- [GIVEN PASSAGE]

□ □ □ □ □

Coach thinking things over: not really news.

So I have this quaint suggestion, at least in this small corner of the sports world: Can we please take Dungy at his word next year when this inevitably comes up again? Colts owner Jim Irsay said this won’t be a "victory lap" or "just definitely one year or something like that." They want Dungy to stick around a few more years, even as Jim Caldwell waits in line as successor.

So, if Dungy says next January (or February, if the season turns out great) that he’s undecided about remaining Colts coach, and he’ll let us know in a week or so, can we report that as the only "facts" we know?

I suggested this approach in a column 10 days ago after the "story" broke that Dungy might not coach the Colts next season because his son had enrolled in a high school in Tampa. Dungy said he wouldn’t talk about his family’s business, but added that he’d review his professional situation after the season, just as he had the last few years. He said he hadn’t decided whether to return as coach or not. I wrote that I believed him. I wrote that we shouldn’t assume Dungy’s retirement was a done deal because the man himself said it wasn’t a done deal.

□ □ □ □ □

- [DATA EXTRACT]
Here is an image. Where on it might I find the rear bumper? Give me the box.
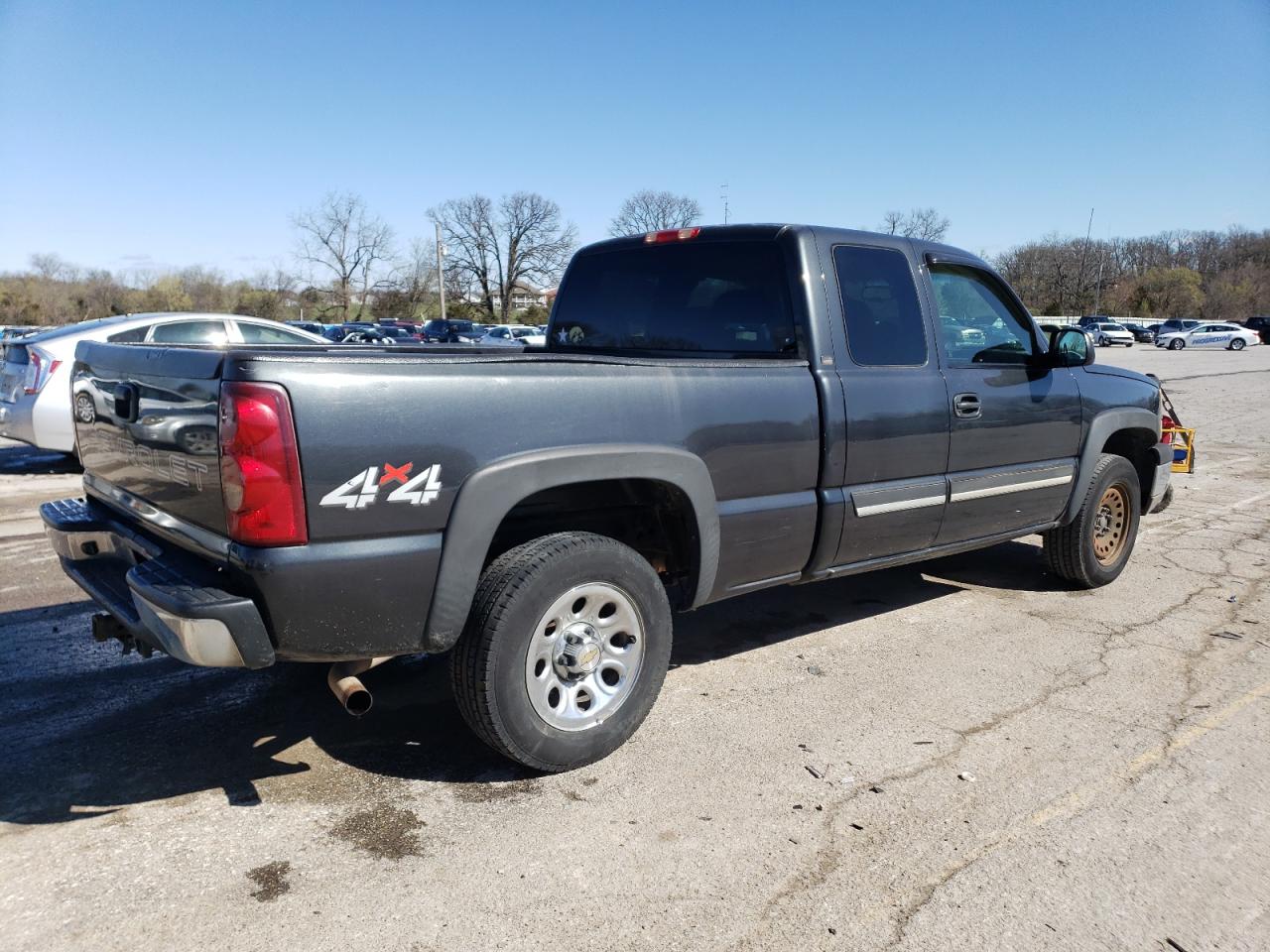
[40,499,274,667]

□ □ □ □ □

- [REQUIRED TASK 1] From the Dungy column, quote the span that begins at the words "I suggested this" and stops after the words "a done deal.".
- [REQUIRED TASK 2] List every person mentioned by name in the Dungy column.

- [CORRECT RESPONSE 1]
I suggested this approach in a column 10 days ago after the "story" broke that Dungy might not coach the Colts next season because his son had enrolled in a high school in Tampa. Dungy said he wouldn’t talk about his family’s business, but added that he’d review his professional situation after the season, just as he had the last few years. He said he hadn’t decided whether to return as coach or not. I wrote that I believed him. I wrote that we shouldn’t assume Dungy’s retirement was a done deal because the man himself said it wasn’t a done deal.

- [CORRECT RESPONSE 2]
Dungy
Jim Irsay
Jim Caldwell